* _EXERCISE_:
Where a line of the records holds the string "below", copy that line.

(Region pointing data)
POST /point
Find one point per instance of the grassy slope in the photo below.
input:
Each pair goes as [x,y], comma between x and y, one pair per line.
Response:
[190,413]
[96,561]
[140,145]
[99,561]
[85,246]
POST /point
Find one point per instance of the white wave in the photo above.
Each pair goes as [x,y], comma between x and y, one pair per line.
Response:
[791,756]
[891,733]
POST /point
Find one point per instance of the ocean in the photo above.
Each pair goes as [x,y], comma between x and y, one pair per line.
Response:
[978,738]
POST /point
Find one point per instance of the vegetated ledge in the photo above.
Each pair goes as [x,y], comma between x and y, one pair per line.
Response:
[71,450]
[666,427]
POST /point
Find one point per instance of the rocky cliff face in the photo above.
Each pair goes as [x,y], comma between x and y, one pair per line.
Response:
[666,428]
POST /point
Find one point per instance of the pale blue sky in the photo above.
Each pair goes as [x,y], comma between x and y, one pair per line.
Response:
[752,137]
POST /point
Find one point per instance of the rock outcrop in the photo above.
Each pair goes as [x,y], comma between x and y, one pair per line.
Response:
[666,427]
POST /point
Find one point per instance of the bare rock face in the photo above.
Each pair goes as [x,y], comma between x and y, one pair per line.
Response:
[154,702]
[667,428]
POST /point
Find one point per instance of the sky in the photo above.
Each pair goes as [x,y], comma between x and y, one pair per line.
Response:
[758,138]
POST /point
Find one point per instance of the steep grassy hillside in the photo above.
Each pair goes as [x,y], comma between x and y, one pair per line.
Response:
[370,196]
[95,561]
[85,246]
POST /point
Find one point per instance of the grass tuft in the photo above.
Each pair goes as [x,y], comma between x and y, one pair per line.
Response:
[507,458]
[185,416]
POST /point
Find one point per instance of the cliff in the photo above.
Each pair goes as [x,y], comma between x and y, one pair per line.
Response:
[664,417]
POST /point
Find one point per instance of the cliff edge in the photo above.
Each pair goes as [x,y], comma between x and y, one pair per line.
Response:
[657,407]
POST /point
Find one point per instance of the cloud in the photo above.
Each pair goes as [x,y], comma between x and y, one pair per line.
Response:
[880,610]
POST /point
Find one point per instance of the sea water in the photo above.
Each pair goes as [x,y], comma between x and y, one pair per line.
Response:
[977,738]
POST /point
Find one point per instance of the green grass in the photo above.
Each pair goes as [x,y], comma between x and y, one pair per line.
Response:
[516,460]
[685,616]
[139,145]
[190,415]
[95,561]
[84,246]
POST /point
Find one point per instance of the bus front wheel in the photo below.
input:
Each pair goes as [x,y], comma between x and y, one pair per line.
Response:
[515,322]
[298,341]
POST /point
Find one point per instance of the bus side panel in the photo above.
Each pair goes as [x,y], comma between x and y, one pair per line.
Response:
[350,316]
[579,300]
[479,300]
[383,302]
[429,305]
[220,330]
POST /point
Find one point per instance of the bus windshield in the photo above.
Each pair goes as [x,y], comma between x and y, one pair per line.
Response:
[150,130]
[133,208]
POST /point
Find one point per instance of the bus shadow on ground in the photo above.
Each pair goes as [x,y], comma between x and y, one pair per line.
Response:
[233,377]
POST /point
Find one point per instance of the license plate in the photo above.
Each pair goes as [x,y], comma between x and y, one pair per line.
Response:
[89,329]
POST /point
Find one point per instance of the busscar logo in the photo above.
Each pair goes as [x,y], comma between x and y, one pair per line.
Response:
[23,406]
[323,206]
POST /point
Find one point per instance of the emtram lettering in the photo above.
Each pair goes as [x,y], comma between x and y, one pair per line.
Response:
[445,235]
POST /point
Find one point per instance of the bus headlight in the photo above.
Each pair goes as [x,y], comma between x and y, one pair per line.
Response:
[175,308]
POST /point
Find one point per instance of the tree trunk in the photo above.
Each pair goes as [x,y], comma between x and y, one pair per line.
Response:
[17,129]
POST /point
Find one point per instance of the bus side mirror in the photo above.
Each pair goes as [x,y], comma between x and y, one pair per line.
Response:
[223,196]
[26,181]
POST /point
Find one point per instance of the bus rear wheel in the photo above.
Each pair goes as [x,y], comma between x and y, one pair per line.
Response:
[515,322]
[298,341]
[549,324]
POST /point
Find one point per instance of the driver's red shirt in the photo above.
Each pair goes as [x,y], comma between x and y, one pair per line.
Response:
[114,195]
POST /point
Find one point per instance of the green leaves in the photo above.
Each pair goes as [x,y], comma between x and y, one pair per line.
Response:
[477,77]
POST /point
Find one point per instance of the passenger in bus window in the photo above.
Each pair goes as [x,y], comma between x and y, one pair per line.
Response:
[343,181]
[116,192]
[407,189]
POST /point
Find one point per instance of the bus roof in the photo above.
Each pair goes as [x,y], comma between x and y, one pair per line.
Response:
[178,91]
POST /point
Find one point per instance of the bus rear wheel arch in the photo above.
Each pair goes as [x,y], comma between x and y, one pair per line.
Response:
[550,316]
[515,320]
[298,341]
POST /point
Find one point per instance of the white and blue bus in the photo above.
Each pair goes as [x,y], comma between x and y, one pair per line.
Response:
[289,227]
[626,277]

* _TASK RESPONSE_:
Find one point per instance of the grassy slope in the photo below.
Find one point per instance of the bus front wheel in the photo below.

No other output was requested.